Exercise brief
Each line below that includes the word "roof" is to be reported.

+ + +

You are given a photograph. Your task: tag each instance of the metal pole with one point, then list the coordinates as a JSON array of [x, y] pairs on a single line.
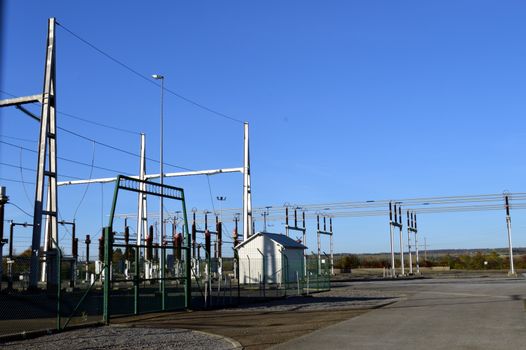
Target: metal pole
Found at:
[[3, 201], [409, 244], [331, 247], [142, 222], [402, 263], [247, 196], [508, 225], [305, 244], [425, 249], [47, 131], [391, 236], [287, 221], [161, 198], [319, 245]]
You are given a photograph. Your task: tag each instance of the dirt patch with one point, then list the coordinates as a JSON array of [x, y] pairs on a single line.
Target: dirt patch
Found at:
[[254, 330]]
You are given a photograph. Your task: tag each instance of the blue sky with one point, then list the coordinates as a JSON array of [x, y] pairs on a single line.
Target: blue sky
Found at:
[[347, 100]]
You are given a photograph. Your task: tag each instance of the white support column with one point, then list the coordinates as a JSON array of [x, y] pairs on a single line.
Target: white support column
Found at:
[[416, 253], [332, 248], [401, 251], [409, 251], [512, 267], [391, 236], [142, 221], [247, 196], [508, 225]]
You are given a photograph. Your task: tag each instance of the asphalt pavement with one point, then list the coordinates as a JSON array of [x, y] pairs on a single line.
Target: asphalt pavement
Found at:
[[474, 313]]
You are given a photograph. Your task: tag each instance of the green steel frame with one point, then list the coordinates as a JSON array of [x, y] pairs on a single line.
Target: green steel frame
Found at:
[[155, 189]]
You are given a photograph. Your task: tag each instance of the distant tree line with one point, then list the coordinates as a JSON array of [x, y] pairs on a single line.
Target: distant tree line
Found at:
[[475, 261]]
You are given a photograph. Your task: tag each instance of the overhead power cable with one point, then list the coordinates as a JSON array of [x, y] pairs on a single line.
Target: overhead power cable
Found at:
[[85, 120], [34, 170], [115, 148], [147, 78], [68, 160], [22, 210]]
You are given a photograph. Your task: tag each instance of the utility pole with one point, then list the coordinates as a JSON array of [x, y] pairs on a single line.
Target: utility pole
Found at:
[[508, 225], [400, 226], [425, 249], [3, 200], [415, 228], [161, 197], [248, 228], [409, 244], [391, 238]]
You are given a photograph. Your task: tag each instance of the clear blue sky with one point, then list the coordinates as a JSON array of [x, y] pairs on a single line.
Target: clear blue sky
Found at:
[[347, 100]]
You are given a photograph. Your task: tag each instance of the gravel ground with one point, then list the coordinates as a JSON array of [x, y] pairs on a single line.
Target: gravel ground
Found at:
[[124, 338], [342, 296]]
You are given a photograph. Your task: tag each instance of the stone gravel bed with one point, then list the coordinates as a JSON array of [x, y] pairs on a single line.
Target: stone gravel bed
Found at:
[[124, 338]]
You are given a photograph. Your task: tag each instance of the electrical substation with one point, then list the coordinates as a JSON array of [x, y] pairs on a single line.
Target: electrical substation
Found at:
[[155, 252]]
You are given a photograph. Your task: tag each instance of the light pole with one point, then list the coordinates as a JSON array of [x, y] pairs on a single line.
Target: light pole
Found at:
[[161, 173], [221, 199]]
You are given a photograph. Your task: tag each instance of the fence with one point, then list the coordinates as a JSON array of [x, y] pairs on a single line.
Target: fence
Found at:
[[73, 291]]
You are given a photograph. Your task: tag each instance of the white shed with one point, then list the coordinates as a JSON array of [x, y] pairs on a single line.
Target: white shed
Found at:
[[270, 258]]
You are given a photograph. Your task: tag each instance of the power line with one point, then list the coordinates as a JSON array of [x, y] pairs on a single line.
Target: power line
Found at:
[[22, 210], [146, 78], [17, 181], [67, 159], [34, 170], [83, 119], [108, 145]]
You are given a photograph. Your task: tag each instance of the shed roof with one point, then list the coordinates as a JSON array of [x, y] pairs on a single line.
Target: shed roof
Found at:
[[281, 239]]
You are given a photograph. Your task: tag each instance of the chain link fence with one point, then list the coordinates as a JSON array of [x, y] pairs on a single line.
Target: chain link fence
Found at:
[[72, 292]]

+ + +

Response to the exercise
You are given a photograph. Your task: tag each instance of the shed roof with one point, then list the coordinates as a JSON array of [x, y] pairs on a single line.
Target: shed roof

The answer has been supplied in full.